Extracted text:
Morphine is present in breast milk. Published lactation studies report variable concentrations of morphine in breast milk with administration of immediate-release morphine to nursing mothers in the early postpartum period with a milk-to-plasma morphine AUC ratio of 2.5:1 measured in one lactation study. However, there is insufficient information to determine the effects of morphine on the breastfed infant and the effects of morphine on milk production. Lactation studies have not been conducted with Morphine Sulfate Tablets and no information is available on the effects of the drug on the breastfed infant or the effects of the drug on milk production.

The developmental and health benefits of breastfeeding should be considered along with the mother’s clinical need for Morphine Sulfate Tablets and any potential adverse effects on the breastfed infant from Morphine Sulfate Tablets or from the underlying maternal condition.

Clinical Considerations

Monitor infants exposed to Morphine Sulfate Tablets through breast milk for excess sedation and respiratory depression. Withdrawal symptoms can occur in breastfed infants when maternal administration of morphine is stopped, or when breastfeeding is stopped.

8.3 Females and Males of Reproductive Potential


Chronic use of opioids may cause reduced fertility in females and males of reproductive potential. It is not known whether these effects on fertility are reversible [see Adverse Reactions (6), Clinical Pharmacology (12.2)].

In published animal studies, morphine administration adversely effected fertility and reproductive endpoints in male rats and prolonged estrus cycle in female rats [see Nonclinical Toxicology (13)].

8.4 Pediatric Use

The safety and effectiveness and the pharmacokinetics of Morphine Sulfate Tablets in pediatric patients below the age of 18 have not been established.

8.5 Geriatric Use

Elderly patients (aged 65 years or older) may have increased sensitivity to morphine. In general, use caution when selecting a dose for an elderly patient, usually starting at the low end of the dosing range, reflecting the greater frequency of decreased hepatic, renal, or cardiac function and of concomitant disease or other drug therapy.

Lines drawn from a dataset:

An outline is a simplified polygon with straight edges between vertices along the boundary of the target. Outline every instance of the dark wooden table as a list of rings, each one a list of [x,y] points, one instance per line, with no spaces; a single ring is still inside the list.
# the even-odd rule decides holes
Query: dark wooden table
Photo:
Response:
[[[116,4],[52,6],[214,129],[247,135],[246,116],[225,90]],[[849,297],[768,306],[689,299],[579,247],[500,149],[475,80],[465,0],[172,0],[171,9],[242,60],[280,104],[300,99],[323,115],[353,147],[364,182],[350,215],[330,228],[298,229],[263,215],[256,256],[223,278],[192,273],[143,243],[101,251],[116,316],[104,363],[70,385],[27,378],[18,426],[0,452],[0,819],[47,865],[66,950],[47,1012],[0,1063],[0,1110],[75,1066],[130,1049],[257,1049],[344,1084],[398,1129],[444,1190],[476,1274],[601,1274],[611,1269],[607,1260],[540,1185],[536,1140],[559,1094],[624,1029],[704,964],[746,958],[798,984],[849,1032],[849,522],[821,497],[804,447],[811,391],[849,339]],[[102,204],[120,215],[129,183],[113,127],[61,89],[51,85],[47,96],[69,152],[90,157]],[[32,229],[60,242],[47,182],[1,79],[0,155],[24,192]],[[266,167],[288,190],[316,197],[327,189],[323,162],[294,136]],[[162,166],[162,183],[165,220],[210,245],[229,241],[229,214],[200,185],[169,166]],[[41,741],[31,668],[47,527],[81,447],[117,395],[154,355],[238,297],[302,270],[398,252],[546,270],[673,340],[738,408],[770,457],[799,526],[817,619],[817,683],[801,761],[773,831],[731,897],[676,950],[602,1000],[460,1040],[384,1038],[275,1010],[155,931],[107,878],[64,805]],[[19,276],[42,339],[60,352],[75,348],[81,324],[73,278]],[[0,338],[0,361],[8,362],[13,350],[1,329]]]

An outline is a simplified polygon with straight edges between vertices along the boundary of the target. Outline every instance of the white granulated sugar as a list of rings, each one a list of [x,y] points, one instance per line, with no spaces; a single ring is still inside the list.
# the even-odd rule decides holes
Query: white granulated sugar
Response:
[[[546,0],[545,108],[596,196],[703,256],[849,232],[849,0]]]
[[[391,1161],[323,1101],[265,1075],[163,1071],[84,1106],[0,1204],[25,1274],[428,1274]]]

Exercise aim: Can you write the next part of the morphine tablet labeling text, picking up after its last sentence? These lines have no connection to the morphine tablet labeling text.

Exercise result:
Respiratory depression is the chief risk for elderly patients treated with opioids, and has occurred after large initial doses were administered to patients who were not opioid-tolerant or when opioids were co-administered with other agents that depress respiration. Titrate the dosage of Morphine Sulfate Tablets slowly in geriatric patients and monitor closely for signs of respiratory depression [see Warnings and Precautions (5.5)]. Morphine is known to be substantially excreted by the kidney, and the risk of adverse reactions to this drug may be greater in patients with impaired renal function. Because elderly patients are more likely to have decreased renal function, care should be taken in dose selection, and it may be useful to monitor renal function.

8.6 Hepatic Impairment

Morphine pharmacokinetics have been reported to be significantly altered in patients with cirrhosis. Start these patients with a lower than usual dosage of Morphine Sulfate Tablets and titrate slowly while monitoring for signs of respiratory depression, sedation, and hypotension [see Clinical Pharmacology (12.3)].

8.7 Renal Impairment

Morphine sulfate pharmacokinetics are altered in patients with renal failure. Start these patients with a lower than usual dosage of Morphine Sulfate Tablets and titrate slowly while monitoring for signs of respiratory depression, sedation, and hypotension [see Clinical Pharmacology (12.3)].